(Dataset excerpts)
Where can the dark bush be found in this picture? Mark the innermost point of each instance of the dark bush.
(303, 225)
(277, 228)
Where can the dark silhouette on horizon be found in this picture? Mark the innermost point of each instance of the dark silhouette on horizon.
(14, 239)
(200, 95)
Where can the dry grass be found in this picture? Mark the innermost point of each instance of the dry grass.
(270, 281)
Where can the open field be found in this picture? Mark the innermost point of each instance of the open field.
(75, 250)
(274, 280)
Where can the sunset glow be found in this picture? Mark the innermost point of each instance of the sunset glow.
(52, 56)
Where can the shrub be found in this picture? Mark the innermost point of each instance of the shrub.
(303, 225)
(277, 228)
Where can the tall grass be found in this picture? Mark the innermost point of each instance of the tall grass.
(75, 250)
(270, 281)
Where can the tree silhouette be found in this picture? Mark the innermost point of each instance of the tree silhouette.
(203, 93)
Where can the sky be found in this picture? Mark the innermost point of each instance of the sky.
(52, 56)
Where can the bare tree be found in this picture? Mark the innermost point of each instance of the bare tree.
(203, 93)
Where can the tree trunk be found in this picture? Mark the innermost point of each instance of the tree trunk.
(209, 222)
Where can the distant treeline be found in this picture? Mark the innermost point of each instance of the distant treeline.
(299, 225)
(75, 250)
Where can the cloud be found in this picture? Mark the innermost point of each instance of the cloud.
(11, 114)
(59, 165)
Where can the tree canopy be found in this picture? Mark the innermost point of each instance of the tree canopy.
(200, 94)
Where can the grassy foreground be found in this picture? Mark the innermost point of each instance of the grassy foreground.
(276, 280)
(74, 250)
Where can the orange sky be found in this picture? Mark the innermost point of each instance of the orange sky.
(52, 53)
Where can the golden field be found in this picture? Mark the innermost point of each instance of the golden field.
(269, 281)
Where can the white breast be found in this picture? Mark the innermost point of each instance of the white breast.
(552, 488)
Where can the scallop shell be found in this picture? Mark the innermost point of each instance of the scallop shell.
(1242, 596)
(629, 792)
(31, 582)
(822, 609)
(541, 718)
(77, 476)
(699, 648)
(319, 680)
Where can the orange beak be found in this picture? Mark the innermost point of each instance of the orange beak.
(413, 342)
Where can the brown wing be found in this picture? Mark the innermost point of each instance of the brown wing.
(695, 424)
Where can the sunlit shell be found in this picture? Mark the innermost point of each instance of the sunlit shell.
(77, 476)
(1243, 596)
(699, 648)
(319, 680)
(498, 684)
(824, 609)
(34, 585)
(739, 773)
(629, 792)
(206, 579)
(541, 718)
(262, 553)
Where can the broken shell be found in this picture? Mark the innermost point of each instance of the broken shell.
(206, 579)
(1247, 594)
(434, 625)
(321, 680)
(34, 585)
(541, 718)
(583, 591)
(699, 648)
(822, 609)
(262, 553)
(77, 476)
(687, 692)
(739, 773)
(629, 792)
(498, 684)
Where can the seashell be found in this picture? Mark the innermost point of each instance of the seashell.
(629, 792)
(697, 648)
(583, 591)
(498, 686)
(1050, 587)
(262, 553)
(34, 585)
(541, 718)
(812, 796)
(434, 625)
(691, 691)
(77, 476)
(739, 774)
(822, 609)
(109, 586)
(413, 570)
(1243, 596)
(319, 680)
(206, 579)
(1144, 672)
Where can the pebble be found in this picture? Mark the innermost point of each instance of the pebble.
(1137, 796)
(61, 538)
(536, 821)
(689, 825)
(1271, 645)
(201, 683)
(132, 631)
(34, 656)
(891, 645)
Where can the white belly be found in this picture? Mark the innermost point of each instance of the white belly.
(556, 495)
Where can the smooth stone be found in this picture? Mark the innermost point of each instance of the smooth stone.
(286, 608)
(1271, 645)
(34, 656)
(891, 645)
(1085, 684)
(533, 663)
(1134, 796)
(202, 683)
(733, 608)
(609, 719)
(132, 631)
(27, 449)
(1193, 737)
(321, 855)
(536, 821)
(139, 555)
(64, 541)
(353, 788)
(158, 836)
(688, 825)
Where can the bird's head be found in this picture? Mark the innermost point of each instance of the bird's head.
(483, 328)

Task details:
Return the data above in full. Keep every line exactly as it is.

Task result:
Where can the dark bush be found in this picture? Mark the innermost point of each instance of the dark bush.
(303, 225)
(277, 228)
Where can the dark silhouette on horizon be found in this picture? Mark the innermost point of each instance of the dark silhouette on horizon.
(14, 239)
(200, 95)
Where can the dry grass be found in this picture? Mark the innermost point of each instance of the dry grass.
(270, 281)
Where can the open field be found in this picture? Mark the innermost point of each instance of the open field.
(75, 250)
(274, 280)
Where can the sunset glow be found in this picture? Mark the innermost point of each instance of the sunset glow.
(52, 56)
Where can the shrub be found in this picture? Mark the innermost point of each instance of the shrub.
(303, 225)
(277, 228)
Where can the tall grass be found in this picture? Mark the innermost point of each instance of the tall grass.
(75, 250)
(270, 281)
Where can the tree silhouette be found in this picture? Mark the innermost point of each instance of the tree silhouette.
(203, 93)
Where can the sky be found in this picture? Mark the innermost point of each instance of the sky.
(52, 56)
Where can the bare tree be found in this picture? Mark the innermost point of each instance of the bare tree.
(203, 93)
Where can the tree trunk be found in this picture? Mark the innermost point of each instance of the tree trunk.
(209, 222)
Where can the distant treeline be found in this picture? Mark the innermost point of each instance of the distant treeline.
(299, 225)
(75, 250)
Where can the cloud be found in this picture? Mark the innermost point of each instance of the cloud.
(11, 114)
(59, 165)
Where can the tree canopy be found in this picture? Mark the innermost point of each instance of the tree canopy.
(200, 94)
Where can the grassy foreground be found in this picture? Mark the innermost point of each instance of the grassy foreground.
(276, 280)
(74, 250)
Where can the orange sky be found in this picture? Mark the innermost point of each instance of the orange sky.
(52, 53)
Where can the golden field be found in this picture? Mark the innermost point of each instance of the golden field.
(269, 281)
Where can the white breast be found in this picture? Mark the innermost point of each instance of the white breast.
(552, 488)
Where can the scallop shell be found in this picture? Mark the innermost point of each instance of the scallop shell.
(1242, 596)
(629, 792)
(31, 582)
(822, 609)
(541, 718)
(77, 476)
(699, 648)
(319, 680)
Where can the orange beak be found in this picture? Mark the innermost point of each instance of the orange beak.
(413, 342)
Where can the brown wing be found in this picture? Mark the innermost point of each instance of the brown wing.
(695, 424)
Where can the sunlit shell be found in this picture? Mark the innermost point of each instance of the sunlit shell.
(77, 476)
(1243, 596)
(699, 648)
(319, 680)
(498, 684)
(824, 609)
(34, 585)
(739, 773)
(629, 792)
(206, 579)
(541, 718)
(262, 553)
Where can the broken shell be found in this picture? Mark the innermost point of each instance of the broken shell.
(206, 579)
(1247, 594)
(434, 625)
(321, 680)
(34, 585)
(541, 718)
(583, 591)
(699, 648)
(822, 609)
(262, 553)
(77, 476)
(687, 692)
(739, 773)
(629, 792)
(498, 684)
Where can the seashell be found in this picture? Mark the innermost point of each instance of the seashell.
(629, 792)
(697, 648)
(583, 591)
(498, 686)
(1050, 587)
(262, 553)
(34, 585)
(541, 718)
(812, 796)
(434, 625)
(691, 691)
(77, 476)
(739, 774)
(822, 609)
(109, 586)
(413, 570)
(1243, 596)
(319, 680)
(206, 579)
(1144, 672)
Where can the pebble be found in this picture? Mark the innermost point of each instance of the pebble.
(1137, 796)
(61, 538)
(536, 821)
(689, 825)
(1271, 645)
(201, 683)
(132, 631)
(34, 656)
(891, 645)
Where can the white belly be found in this picture? Mark the innermost point of each instance of the white belly.
(556, 495)
Where can the smooth stone be found in this picture? Mark the innermost point of each instance of the smooth stone.
(286, 608)
(1271, 645)
(34, 656)
(891, 645)
(1085, 684)
(533, 663)
(1134, 796)
(202, 683)
(733, 608)
(609, 719)
(132, 631)
(27, 449)
(1193, 737)
(321, 855)
(536, 821)
(139, 555)
(64, 541)
(353, 788)
(158, 836)
(688, 825)
Where can the bird's head be found in this picture? Mark the innermost point of each instance of the bird's head.
(483, 328)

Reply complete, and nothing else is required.